> [REQUESTS]
**a.** Reproduce the digital finance passage word for word, from "This apparent paradox" to "regional economic integration.".
**b.** Summarize the digital finance passage in two sentences.

At the same time, digital finance is experiencing its own transformation. Technologies originally conceived to operate outside the traditional financial system—including stablecoins, tokenized deposits and blockchain-based payment networks—are increasingly being brought within the regulatory framework of central banks and financial authorities. What once appeared to be a challenge to monetary sovereignty is rapidly becoming an instrument for reinforcing it.

This apparent paradox presents one of the most significant strategic opportunities facing the Middle East and North Africa (MENA). Rather than viewing digital money as a threat to financial stability, governments have an opportunity to transform it into a cornerstone of next-generation monetary infrastructure—strengthening policy transmission, deepening financial markets and accelerating regional economic integration.

The timing could scarcely be more significant. As the United States, the European Union and China pursue increasingly distinct models for digital finance, global monetary influence is becoming progressively linked to digital financial infrastructure rather than conventional banking alone. This creates a rare strategic opening for MENA economies to adopt internationally compatible regulatory frameworks while developing interoperable regional payment and settlement networks. Countries that move decisively today will not simply modernise their financial systems; they will help shape the rules governing the next generation of global finance.

From Financial Innovation to Monetary Infrastructure

The original vision behind cryptocurrencies was to bypass central banks and reduce reliance on governments and commercial banks. However, widespread adoption has also exposed new risks, including fragmented regulation, financial instability and the growing possibility of digital dollarisation. Policymakers have consequently shifted from debating whether digital assets should exist to determining how they should operate within regulated financial systems.

> [DATA PROVIDED]
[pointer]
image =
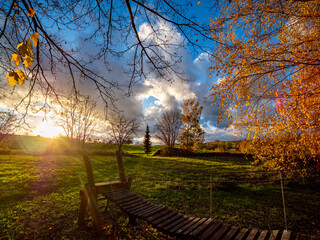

> [EXPECTED OUTPUTS]
**a.**
This apparent paradox presents one of the most significant strategic opportunities facing the Middle East and North Africa (MENA). Rather than viewing digital money as a threat to financial stability, governments have an opportunity to transform it into a cornerstone of next-generation monetary infrastructure—strengthening policy transmission, deepening financial markets and accelerating regional economic integration.

**b.** Technologies first conceived to operate outside the traditional financial system, such as stablecoins, tokenized deposits and blockchain-based payment networks, are increasingly being brought within the regulatory framework of central banks and financial authorities, and policymakers now focus on how digital assets should operate within regulated systems rather than whether they should exist. This gives MENA governments a strategic opportunity to make digital money a cornerstone of next-generation monetary infrastructure and, as the United States, the European Union and China pursue distinct models, to adopt internationally compatible regulatory frameworks and develop interoperable regional payment and settlement networks.